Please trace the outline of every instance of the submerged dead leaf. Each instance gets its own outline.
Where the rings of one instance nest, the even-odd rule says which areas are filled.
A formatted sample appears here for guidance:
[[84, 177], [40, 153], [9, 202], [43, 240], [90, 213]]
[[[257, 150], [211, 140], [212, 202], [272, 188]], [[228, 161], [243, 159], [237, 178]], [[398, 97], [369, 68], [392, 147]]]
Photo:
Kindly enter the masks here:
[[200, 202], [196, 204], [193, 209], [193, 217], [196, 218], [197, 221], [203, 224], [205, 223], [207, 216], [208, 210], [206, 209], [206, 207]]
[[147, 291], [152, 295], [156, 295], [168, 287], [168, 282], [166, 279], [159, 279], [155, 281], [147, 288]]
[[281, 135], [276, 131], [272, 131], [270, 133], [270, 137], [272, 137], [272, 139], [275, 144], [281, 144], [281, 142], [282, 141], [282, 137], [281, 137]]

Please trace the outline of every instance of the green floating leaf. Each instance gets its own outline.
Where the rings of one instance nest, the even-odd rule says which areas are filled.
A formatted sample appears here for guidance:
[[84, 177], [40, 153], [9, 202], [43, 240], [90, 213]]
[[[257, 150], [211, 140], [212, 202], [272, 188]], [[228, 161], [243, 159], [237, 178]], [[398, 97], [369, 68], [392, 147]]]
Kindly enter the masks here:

┄┄┄┄┄┄┄┄┄┄┄┄┄┄┄┄┄┄┄┄

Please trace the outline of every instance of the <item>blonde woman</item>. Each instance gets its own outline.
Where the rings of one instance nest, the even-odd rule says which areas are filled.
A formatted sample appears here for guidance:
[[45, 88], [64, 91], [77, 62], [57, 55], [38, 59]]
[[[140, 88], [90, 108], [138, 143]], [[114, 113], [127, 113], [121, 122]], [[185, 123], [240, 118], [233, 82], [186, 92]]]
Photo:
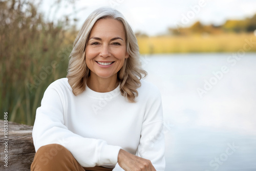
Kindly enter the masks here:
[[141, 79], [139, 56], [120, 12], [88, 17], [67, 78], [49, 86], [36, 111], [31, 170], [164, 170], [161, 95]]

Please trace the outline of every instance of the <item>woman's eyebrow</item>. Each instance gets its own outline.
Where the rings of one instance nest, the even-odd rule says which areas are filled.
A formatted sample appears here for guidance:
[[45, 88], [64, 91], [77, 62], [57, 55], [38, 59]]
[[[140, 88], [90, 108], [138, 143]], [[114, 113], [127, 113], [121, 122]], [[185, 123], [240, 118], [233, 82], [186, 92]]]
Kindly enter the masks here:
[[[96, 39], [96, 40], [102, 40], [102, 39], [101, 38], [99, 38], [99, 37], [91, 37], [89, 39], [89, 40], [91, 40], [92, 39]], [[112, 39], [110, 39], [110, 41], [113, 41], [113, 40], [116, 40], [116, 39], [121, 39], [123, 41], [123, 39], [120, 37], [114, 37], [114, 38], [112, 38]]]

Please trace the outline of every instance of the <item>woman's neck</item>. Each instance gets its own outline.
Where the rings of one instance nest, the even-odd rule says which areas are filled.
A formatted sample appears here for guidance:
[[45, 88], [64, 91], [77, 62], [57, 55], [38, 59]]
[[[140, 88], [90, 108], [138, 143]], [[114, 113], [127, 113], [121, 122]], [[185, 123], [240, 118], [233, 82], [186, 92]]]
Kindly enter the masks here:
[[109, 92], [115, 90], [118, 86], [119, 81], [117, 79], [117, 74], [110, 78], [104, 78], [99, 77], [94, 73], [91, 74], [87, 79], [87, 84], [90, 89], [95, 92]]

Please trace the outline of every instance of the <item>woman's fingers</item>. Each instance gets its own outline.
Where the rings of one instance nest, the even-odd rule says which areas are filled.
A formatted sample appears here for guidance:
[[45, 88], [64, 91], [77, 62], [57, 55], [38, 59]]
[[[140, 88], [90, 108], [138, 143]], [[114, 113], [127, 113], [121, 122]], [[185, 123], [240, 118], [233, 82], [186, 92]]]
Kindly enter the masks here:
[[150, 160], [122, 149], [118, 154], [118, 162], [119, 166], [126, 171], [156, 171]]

┄┄┄┄┄┄┄┄┄┄┄┄┄┄┄┄┄┄┄┄

What to produce. Format the lines of data above, starting at the line containing "eyebrow</item>. Each instance gets its own outline." and ending at the line containing "38], [112, 38]]]", as a JSON list of strings with one string per line. Leave out any blank lines.

Finished answer.
[
  "Please trace the outline of every instance of the <item>woman's eyebrow</item>. Each instance gets its own outline.",
  "Where the rings of one instance nest, the even-odd rule says which areas are filled.",
  "A formatted sample appears here for guidance:",
  "[[45, 88], [64, 91], [77, 62], [57, 55], [38, 59]]",
  "[[[140, 88], [90, 108], [138, 143]], [[114, 113], [127, 113], [121, 122]], [[185, 123], [240, 118], [233, 82], [186, 92]]]",
  "Kindly enter the masks here:",
  "[[[96, 39], [96, 40], [102, 40], [102, 39], [101, 38], [99, 38], [99, 37], [91, 37], [89, 39], [89, 40], [91, 40], [92, 39]], [[112, 39], [110, 39], [110, 41], [113, 41], [113, 40], [116, 40], [116, 39], [121, 39], [123, 41], [123, 39], [120, 37], [114, 37], [114, 38], [112, 38]]]"
]